**Work instructions:**
1. From the Cheyenne Animal Shelter newsletter, reproduce the passage starting at "By posting lost" and ending at "lose your pet.".
2. According to the Cheyenne Animal Shelter newsletter, about how many lost pets does the shelter return to their owners each year?

**Document excerpt:**
/---

Make an End of Year Gift
Before the Tax Laws Change!
There is a lot of confusion with the new tax law and how if may affect you personally. The good news is, you can still minimize your 2017 tax bill while exercising your generosity to support your favorite charitable organizations.

The new law preserves the deduction for charitable contributions, but it also eliminates or limits other itemized deductions, while increasing the standard deduction. In the future, many taxpayers may find it more beneficial to take the standard deduction rather than itemize, even if they give to charity.

Either way, giving to the Cheyenne Animal Shelter is valuable for reasons that go far beyond the tax benefits. It is our shared loved for the animals in our care that give your contributions meaning.

We would encourage everyone to remember all of the reasons for supporting a charitable organization before making any major changes to their gifting plans. Contact your financial adviser with any questions you may have about the new tax laws and how a larger gift in 2017 may help!

You can find more information in the New York Times, Chicago Tribune, or in Forbes Magazine.
Shelter Brings new way of Reporting 
Lost and Found Animals
Each year the Cheyenne Animal Shelter returns about 1,000 lost pets to their owners. There are several ways the Shelter reunites families, and we have added one more way to do so.

The Cheyenne Animal Shelter has launched a Lost and Found Form on its website, which allows the community to upload a description and an image of the animal, as well as contact information. Adding this information to the website gives the public a real-time look at what information the Shelter receives every day.

"Losing a pet can be a scary experience. There's an urge to try to find your pet as quickly as possible." says Stephanie Bilbro, Cheyenne Animal Shelter Manager, "This is a way to connect the community to each other and give neighbors a quick and convenient source that will help get animals back to their families."

By posting lost and found animals on the website, www.cheyenneanimalshelter.org , it gives anyone an opportunity to see the reports. The posts will rotate every 30 days, and outdated information will be removed. This service is meant to be a community resource. The website does not replace the Shelter's lost form which still needs to be filled out if you lose your pet.

The Shelter encourages the community to use all resources available if you have lost or found a pet. If the Shelter is open, you can call the front desk at 307-632-6655. During non-business hours, give the After Hours Lost & Found Hotline a call at (307) 214-5779.  Make sure to come and look to see if the Shelter has your pet as well. If your animal is not at the shelter fill out a lost card and provide a photo. We also encourage owners to use our Facebook group After Hours Lost & Found.

\---

**Dataset content:**
/---

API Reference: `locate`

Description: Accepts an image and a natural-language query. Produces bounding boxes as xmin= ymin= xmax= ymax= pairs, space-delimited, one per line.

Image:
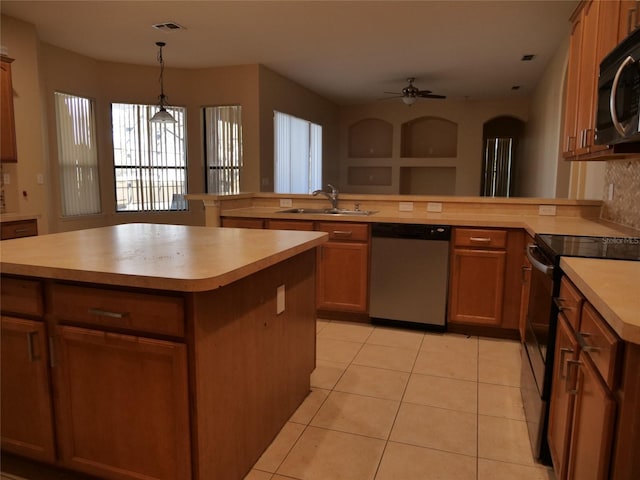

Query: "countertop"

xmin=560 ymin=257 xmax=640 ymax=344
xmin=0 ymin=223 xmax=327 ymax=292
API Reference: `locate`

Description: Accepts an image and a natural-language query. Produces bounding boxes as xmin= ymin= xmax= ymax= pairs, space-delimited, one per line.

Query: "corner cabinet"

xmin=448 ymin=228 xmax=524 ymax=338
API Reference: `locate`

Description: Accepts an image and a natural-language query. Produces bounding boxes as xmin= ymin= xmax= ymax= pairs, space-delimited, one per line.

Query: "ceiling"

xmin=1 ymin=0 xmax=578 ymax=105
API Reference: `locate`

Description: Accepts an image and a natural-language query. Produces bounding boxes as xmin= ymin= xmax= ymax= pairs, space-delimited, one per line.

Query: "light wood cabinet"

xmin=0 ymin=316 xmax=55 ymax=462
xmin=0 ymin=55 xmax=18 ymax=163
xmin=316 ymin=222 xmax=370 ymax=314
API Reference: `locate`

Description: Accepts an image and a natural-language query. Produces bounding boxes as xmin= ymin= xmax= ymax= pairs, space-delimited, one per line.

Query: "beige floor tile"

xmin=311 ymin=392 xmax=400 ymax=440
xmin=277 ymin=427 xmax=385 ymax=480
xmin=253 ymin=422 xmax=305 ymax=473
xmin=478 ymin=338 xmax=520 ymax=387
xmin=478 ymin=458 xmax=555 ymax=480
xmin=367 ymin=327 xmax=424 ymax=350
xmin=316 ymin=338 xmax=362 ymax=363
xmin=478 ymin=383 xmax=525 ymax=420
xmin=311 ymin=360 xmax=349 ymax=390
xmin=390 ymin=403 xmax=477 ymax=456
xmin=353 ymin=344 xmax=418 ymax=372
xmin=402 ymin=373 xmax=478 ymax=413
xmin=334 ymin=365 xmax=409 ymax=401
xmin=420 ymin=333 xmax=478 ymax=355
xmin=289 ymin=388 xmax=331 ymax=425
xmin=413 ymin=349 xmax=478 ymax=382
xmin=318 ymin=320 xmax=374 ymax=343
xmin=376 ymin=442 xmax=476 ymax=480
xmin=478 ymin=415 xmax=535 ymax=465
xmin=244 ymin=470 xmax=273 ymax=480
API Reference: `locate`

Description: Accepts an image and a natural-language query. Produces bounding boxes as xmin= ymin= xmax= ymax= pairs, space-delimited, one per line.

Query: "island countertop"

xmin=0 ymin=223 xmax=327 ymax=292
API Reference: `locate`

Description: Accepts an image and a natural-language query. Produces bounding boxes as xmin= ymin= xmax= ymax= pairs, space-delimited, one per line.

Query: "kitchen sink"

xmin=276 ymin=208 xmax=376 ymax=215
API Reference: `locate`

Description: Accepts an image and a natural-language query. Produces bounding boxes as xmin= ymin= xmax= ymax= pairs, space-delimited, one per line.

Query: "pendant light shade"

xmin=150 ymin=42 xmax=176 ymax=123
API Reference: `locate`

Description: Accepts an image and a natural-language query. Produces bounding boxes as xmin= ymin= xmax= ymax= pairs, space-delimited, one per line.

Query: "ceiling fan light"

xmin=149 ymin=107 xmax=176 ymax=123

\---

**Responses in order:**
1.
By posting lost and found animals on the website, www.cheyenneanimalshelter.org , it gives anyone an opportunity to see the reports. The posts will rotate every 30 days, and outdated information will be removed. This service is meant to be a community resource. The website does not replace the Shelter's lost form which still needs to be filled out if you lose your pet.

2. About 1,000.